Text segment:
::::

I have been daydreaming about escaping on the highway and missing opportunities right here at my house to travel the byways into my children’s hearts that are set before me. The little squabbles are opportunities to train my children. The windows of boredom can also be doors into creativity and a cultivated contentment that takes practice. It seems that as much as they need to be trained, my own heart needs to be retrained and refined.

Sanctification does not take a summer break. Motherhood does not offer a sabbatical. But God knows these realities and has promised His steady provision and sustenance even in the summer when our budgets and our patience are simultaneously stretched.

For thus said the Lord  God, the Holy One of Israel, “In repentance and rest you will be saved; in quietness and trust is your strength.” Isaiah 30:15. 

Vivification > Vacation
I need vivification, not vacation. As much as we want a change of location and a change of the monotony of the past few months, my soul needs to re-home itself in the Lord and His ways. While I want to float in a lazy river and read in a hammock, what I need is for my soul to be refreshed by the Word of God.

Reviving the soul. Rejoicing the heart. Enlightening the eyes. While these may sound like an add for a vacation rental, they are promises that come from God Himself.

The law of the Lord is perfect, reviving the soul;
The testimony of the Lord is sure, making wise the simple;
The precepts of the Lord are right, rejoicing the heart;
The commandment of the Lord is pure, enlightening the eyes. Psalm 19:7-8.  

Rest in the midst of the ordinary; peace in the midst of the pressure; purpose even when a pandemic has life and summer plans on halt. These provisions of the Holy Spirit are helping to right-size our summer.

::::

Dataset excerpts:
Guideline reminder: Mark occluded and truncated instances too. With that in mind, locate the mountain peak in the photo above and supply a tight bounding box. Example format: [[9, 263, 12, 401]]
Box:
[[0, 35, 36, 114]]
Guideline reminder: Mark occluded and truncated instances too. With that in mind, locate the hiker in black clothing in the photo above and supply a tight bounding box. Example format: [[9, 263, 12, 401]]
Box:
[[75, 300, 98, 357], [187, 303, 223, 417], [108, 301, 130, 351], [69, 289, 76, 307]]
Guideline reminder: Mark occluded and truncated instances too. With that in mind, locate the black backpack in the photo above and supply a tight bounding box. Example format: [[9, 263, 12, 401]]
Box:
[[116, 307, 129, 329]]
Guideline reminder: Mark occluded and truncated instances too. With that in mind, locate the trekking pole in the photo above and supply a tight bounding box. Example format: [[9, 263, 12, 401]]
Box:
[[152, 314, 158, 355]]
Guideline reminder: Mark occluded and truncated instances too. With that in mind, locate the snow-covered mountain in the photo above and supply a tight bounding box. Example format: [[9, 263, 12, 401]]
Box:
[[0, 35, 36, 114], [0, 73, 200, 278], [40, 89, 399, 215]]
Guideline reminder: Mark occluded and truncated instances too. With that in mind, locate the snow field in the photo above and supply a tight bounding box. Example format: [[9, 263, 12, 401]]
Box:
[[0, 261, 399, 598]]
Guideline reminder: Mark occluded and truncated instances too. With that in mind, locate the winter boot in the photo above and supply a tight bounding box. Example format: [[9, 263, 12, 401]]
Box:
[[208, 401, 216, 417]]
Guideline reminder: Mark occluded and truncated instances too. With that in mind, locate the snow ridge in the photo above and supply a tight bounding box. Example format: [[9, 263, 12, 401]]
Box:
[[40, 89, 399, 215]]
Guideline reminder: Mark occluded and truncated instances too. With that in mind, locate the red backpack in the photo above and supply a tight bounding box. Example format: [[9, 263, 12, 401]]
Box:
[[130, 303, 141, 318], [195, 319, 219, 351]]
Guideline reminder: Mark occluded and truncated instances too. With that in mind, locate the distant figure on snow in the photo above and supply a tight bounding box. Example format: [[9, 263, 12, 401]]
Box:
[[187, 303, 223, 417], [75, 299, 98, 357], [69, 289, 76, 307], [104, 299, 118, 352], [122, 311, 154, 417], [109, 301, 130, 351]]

::::

Answer these from the text on summer and motherhood:
(a) What does the text say motherhood does not offer?
(b) What verse reference follows the words "In repentance and rest you will be saved"?
(c) In the quoted psalm lines, what is the testimony of the Lord said to do?

(a) A sabbatical.
(b) Isaiah 30:15.
(c) It makes wise the simple.